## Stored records
————————
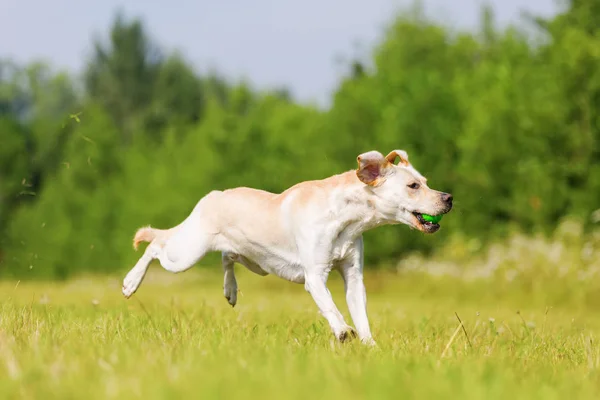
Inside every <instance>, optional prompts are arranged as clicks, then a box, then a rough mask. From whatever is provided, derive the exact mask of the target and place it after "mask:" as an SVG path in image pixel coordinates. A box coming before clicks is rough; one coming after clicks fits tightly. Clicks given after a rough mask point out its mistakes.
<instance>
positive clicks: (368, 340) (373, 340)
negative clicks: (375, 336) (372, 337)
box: [361, 337, 377, 347]
mask: <svg viewBox="0 0 600 400" xmlns="http://www.w3.org/2000/svg"><path fill="white" fill-rule="evenodd" d="M361 343H362V344H364V345H365V346H368V347H377V342H376V341H375V340H373V338H372V337H368V338H363V339H361Z"/></svg>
————————
## Aim of the exercise
Search the entries above for lines containing the word "clicks", and copy each one.

## Answer to the problem
Inside every <instance>, optional prompts are arranged as clicks, then a box, then a rough mask. From whatever is provided, derive the exact mask of the target and place it after "mask:" as an SVG path in image pixel coordinates. A box coming before clicks is rough; one coming after clicks fits tightly. Clicks given after a rough mask point out its mistakes.
positive clicks: (368, 340) (373, 340)
negative clicks: (375, 336) (372, 337)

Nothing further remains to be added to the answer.